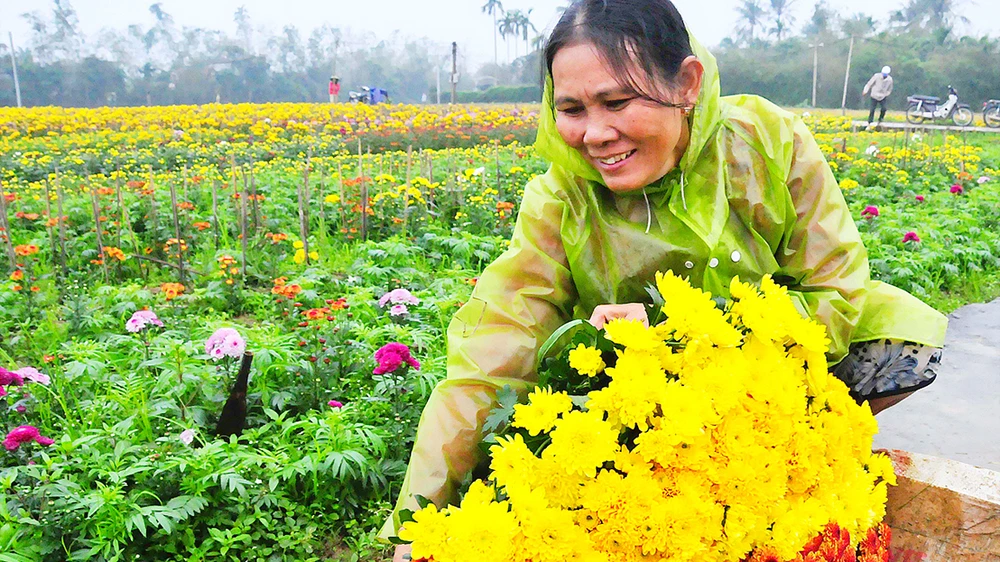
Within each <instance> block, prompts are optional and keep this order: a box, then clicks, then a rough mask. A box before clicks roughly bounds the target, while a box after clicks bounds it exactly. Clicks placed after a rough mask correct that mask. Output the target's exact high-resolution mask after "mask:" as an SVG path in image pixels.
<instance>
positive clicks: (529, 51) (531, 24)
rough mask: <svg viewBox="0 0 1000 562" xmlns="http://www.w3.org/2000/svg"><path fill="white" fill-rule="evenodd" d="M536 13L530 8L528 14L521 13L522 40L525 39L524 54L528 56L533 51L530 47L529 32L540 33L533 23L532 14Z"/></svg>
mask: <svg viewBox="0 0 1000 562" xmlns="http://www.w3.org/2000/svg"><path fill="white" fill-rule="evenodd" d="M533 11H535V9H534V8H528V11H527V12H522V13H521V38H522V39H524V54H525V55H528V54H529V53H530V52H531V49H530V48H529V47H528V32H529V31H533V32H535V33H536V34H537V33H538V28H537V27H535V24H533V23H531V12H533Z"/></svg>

# What is needed
Format every line of the material above as a Markdown table with the columns No. and Text, numbering the rows and skipping any blank lines. Leave the picture out.

# Response to the exercise
| No. | Text |
|---|---|
| 1 | Within each <instance> block, prompts are optional and keep this order: a box, then clicks, then a rough mask. A box before clicks roughly bounds the target, while a box after clicks bounds it exactly. Clicks placed after a rough mask correct that mask. Output the target's exact high-resolution mask after "mask:" as an SVG path in image pixels. |
| 2 | <instance> |
| 3 | positive clicks: (529, 51) (531, 24) |
| 4 | rough mask: <svg viewBox="0 0 1000 562" xmlns="http://www.w3.org/2000/svg"><path fill="white" fill-rule="evenodd" d="M536 13L530 8L528 14L521 13L522 40L525 39L524 54L528 56L533 51L530 47L529 32L540 33L533 23L532 14Z"/></svg> |
| 5 | mask: <svg viewBox="0 0 1000 562" xmlns="http://www.w3.org/2000/svg"><path fill="white" fill-rule="evenodd" d="M533 11H535V9H534V8H528V11H527V12H522V13H521V38H522V39H524V54H525V55H528V54H529V53H530V52H531V49H530V48H529V47H528V32H529V31H533V32H535V33H536V34H537V33H538V28H537V27H535V24H533V23H531V12H533Z"/></svg> |